PAGE EXCERPT »
Is marriage just an arrangement for people who love each other?

Mary sent me this article from the Australian Broadcasting Corporation, which is liberal like the CBC and BBC, but Australian.

However, read this excerpt:

As proponents for gay marriage turn up the political temperature on this issue, the catchcry has become ‘equal love’ – if two persons of the same sex love each other, who are we to tell them they cannot marry? Greens MP Adam Bandt has this week reintroduced the argument in the Federal Parliament, stating, “It is the power of love that has brought us to this moment in the debate over marriage equality.” This is a persuasive argument for it evokes in us our own needs to receive and to give love, but is ‘equal love’ a valid proposition for legalising same sex marriage?

Let’s think about it. If ‘equal love’ is the only prerequisite for marriage, then why not legalise marriage between uncles and nieces, or between mums and sons, if they are so inclined? I doubt if many people would accept such sexual unions, and yet if love (and take note that love in much of this debate is left undefined) is the only requisite for marriage how can we exclude a union between any two consenting persons, regardless of their status? Let’s not stop there, what if three people love each other, should they not be permitted to marry? And if marriage is so malleable why not introduce, as one newspaper article recently suggested, fixed terms for marriage rather than being for life?

REQUIRED ACTION » Repeat word for word the part of the post on marriage starting with "Is marriage just" and going on through "same sex marriage?".

Entries from a dataset »
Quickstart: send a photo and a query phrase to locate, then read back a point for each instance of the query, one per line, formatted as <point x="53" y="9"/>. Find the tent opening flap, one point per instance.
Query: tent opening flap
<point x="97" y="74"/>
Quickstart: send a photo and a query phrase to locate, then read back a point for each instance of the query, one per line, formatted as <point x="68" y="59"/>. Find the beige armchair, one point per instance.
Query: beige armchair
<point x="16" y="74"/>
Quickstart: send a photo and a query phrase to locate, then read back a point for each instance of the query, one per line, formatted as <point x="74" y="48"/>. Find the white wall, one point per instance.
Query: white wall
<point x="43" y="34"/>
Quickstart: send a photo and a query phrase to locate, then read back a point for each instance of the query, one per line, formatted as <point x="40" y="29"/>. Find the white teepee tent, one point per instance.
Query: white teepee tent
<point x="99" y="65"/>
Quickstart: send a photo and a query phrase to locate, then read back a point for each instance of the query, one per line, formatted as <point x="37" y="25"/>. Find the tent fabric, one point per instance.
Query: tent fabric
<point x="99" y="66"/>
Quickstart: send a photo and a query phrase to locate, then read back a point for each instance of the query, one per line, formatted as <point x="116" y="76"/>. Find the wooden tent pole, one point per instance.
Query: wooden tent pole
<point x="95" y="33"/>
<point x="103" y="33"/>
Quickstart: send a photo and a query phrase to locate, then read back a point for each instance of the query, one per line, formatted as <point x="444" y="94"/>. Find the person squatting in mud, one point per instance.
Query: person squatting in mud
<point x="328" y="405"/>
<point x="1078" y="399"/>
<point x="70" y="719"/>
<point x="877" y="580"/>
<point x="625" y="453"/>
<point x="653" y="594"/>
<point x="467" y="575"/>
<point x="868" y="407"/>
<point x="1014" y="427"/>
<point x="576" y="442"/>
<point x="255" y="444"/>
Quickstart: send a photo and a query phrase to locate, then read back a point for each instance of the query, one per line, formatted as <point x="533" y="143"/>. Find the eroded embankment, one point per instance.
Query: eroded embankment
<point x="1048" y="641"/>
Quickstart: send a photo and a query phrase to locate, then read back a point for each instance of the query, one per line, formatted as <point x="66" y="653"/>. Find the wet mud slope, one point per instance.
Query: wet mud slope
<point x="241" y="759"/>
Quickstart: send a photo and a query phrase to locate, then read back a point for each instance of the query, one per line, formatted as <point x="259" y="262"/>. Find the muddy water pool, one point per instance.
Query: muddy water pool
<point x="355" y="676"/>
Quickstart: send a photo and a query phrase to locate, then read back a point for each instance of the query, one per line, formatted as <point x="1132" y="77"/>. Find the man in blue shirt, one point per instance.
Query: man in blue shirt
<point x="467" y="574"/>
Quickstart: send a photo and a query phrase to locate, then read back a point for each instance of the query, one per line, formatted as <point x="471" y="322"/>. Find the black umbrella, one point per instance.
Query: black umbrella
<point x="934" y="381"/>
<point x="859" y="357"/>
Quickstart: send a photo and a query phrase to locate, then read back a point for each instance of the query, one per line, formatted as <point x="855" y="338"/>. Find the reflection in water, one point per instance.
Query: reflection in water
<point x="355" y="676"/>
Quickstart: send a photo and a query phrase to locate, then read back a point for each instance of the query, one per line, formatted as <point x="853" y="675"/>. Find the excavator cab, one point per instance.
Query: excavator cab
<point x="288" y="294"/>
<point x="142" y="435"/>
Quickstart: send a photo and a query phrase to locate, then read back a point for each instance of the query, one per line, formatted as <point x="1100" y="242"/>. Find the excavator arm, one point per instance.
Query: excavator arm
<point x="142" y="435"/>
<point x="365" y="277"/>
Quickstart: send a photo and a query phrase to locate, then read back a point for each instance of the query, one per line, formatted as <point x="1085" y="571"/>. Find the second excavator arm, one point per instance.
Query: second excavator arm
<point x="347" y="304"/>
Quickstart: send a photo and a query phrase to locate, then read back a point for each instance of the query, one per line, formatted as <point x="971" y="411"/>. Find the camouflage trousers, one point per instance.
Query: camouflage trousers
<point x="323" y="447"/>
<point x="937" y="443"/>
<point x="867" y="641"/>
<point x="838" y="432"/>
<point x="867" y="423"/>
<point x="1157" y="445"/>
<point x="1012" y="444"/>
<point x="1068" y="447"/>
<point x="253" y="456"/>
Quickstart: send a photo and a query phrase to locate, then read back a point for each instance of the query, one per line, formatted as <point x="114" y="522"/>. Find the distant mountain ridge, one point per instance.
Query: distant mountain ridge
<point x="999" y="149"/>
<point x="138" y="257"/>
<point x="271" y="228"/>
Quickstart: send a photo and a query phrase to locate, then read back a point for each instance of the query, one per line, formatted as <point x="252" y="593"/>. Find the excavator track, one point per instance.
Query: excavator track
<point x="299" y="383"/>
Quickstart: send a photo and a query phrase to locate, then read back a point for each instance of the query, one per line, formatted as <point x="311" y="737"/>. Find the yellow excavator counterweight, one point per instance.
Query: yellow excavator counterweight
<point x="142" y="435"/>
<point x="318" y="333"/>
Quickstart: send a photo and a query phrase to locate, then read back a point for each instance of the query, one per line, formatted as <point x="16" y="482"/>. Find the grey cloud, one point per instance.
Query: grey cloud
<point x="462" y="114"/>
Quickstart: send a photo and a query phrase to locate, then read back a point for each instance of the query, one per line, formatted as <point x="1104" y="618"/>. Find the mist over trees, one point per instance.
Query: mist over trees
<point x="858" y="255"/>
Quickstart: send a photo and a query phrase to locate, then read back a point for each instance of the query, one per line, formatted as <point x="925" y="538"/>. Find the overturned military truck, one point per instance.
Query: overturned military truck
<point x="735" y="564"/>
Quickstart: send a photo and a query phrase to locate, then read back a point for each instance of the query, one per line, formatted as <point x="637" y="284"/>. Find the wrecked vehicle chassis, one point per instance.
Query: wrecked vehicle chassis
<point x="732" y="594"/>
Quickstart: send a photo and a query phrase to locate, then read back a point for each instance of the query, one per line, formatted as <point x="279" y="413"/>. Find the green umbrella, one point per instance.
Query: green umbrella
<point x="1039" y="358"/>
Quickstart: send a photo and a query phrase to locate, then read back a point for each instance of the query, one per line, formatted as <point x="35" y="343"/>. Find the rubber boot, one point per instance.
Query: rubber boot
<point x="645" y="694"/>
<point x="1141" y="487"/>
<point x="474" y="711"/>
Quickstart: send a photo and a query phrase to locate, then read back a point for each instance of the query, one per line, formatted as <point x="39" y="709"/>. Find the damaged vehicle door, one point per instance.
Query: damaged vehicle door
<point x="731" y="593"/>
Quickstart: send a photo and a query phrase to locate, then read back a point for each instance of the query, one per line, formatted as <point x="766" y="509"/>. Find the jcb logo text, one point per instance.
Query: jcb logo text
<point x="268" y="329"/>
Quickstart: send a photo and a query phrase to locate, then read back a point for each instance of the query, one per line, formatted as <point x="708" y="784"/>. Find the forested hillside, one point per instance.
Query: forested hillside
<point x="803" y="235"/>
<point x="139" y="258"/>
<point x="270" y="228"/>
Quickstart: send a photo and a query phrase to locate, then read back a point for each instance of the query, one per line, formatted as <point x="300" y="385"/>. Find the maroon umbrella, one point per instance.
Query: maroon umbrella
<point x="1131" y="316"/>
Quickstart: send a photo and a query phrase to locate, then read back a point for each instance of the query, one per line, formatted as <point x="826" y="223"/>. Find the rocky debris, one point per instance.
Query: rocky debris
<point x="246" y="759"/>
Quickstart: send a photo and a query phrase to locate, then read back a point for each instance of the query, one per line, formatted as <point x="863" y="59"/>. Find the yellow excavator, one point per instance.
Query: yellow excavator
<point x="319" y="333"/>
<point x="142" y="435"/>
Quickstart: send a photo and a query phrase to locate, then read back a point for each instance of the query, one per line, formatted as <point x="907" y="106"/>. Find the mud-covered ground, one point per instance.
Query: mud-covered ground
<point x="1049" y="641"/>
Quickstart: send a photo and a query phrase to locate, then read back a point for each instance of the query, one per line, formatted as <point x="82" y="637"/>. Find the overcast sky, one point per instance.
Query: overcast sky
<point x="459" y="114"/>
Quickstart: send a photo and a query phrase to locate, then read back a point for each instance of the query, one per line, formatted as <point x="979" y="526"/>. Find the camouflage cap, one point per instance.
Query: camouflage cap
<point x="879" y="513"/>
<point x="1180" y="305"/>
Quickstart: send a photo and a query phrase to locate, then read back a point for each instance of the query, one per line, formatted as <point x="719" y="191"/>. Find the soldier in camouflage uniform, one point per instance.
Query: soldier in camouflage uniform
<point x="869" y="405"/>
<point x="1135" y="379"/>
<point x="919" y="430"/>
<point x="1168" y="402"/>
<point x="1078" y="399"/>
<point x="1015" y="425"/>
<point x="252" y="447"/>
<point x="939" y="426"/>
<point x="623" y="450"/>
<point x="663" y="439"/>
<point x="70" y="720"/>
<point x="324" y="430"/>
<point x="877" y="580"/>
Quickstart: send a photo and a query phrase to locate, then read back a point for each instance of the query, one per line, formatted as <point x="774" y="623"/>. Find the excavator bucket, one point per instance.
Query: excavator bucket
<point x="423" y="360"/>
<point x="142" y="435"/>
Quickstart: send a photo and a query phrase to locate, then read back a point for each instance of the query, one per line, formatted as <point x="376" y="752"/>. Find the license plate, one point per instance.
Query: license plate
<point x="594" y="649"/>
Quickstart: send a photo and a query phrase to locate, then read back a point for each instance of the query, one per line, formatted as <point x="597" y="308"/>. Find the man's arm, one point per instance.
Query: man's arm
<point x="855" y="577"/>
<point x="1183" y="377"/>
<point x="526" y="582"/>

TASK ANSWER »
Is marriage just an arrangement for people who love each other?

Mary sent me this article from the Australian Broadcasting Corporation, which is liberal like the CBC and BBC, but Australian.

However, read this excerpt:

As proponents for gay marriage turn up the political temperature on this issue, the catchcry has become ‘equal love’ – if two persons of the same sex love each other, who are we to tell them they cannot marry? Greens MP Adam Bandt has this week reintroduced the argument in the Federal Parliament, stating, “It is the power of love that has brought us to this moment in the debate over marriage equality.” This is a persuasive argument for it evokes in us our own needs to receive and to give love, but is ‘equal love’ a valid proposition for legalising same sex marriage?